**Extracted information**:
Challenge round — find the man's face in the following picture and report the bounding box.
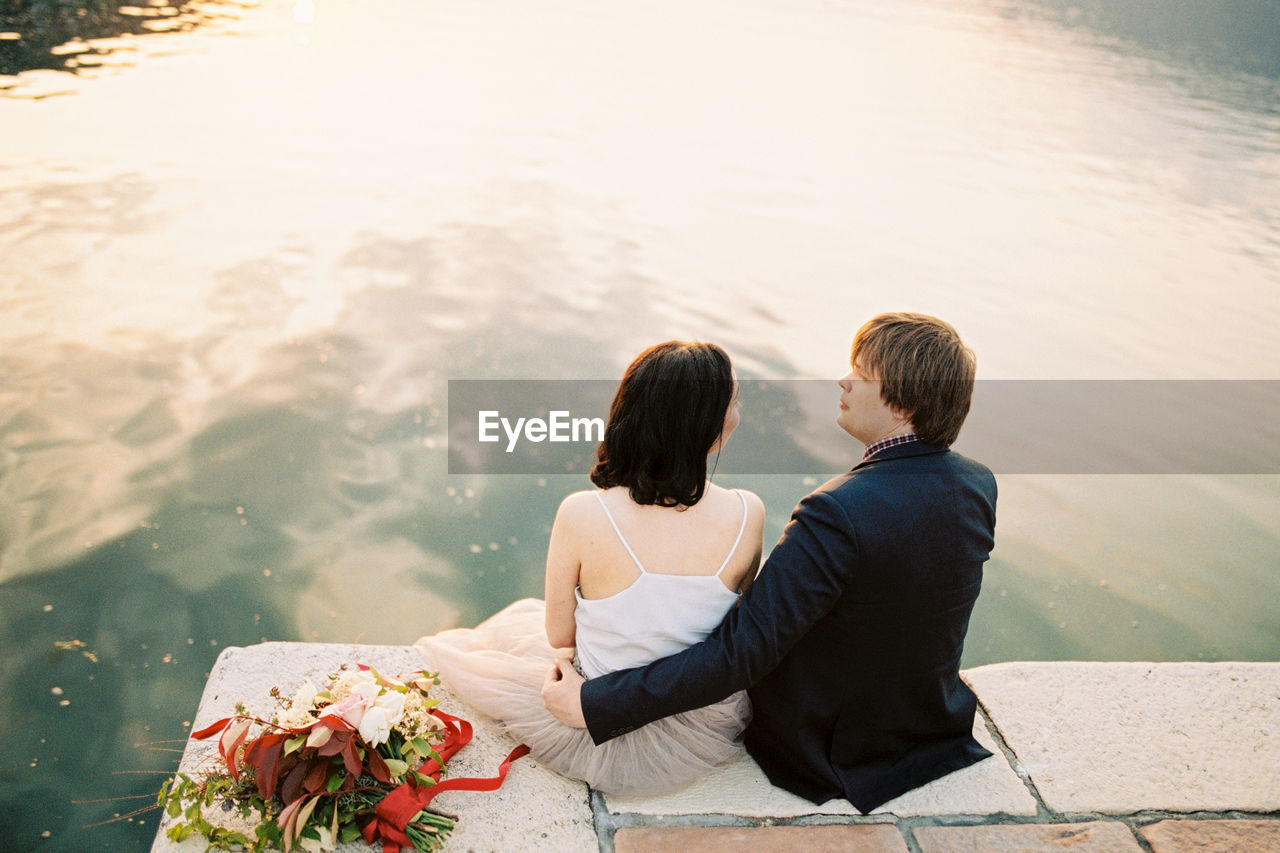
[836,357,904,445]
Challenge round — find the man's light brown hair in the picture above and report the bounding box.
[851,312,976,447]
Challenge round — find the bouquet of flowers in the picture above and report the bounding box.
[158,665,526,853]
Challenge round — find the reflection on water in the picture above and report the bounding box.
[0,0,252,82]
[1001,0,1280,79]
[1,0,1279,848]
[971,475,1280,663]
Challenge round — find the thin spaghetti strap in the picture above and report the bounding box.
[714,490,750,577]
[594,492,647,574]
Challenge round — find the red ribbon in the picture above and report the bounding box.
[361,710,530,853]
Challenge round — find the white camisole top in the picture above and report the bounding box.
[573,490,749,680]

**Task item**: Everything from the line containing "Challenge round — find the white" through the final line of the entries is to be written out exactly. No other lines belong in the answer.

**Output of the exercise**:
Challenge round — find the white camisole top in the picture above and report the bounding box.
[573,490,749,680]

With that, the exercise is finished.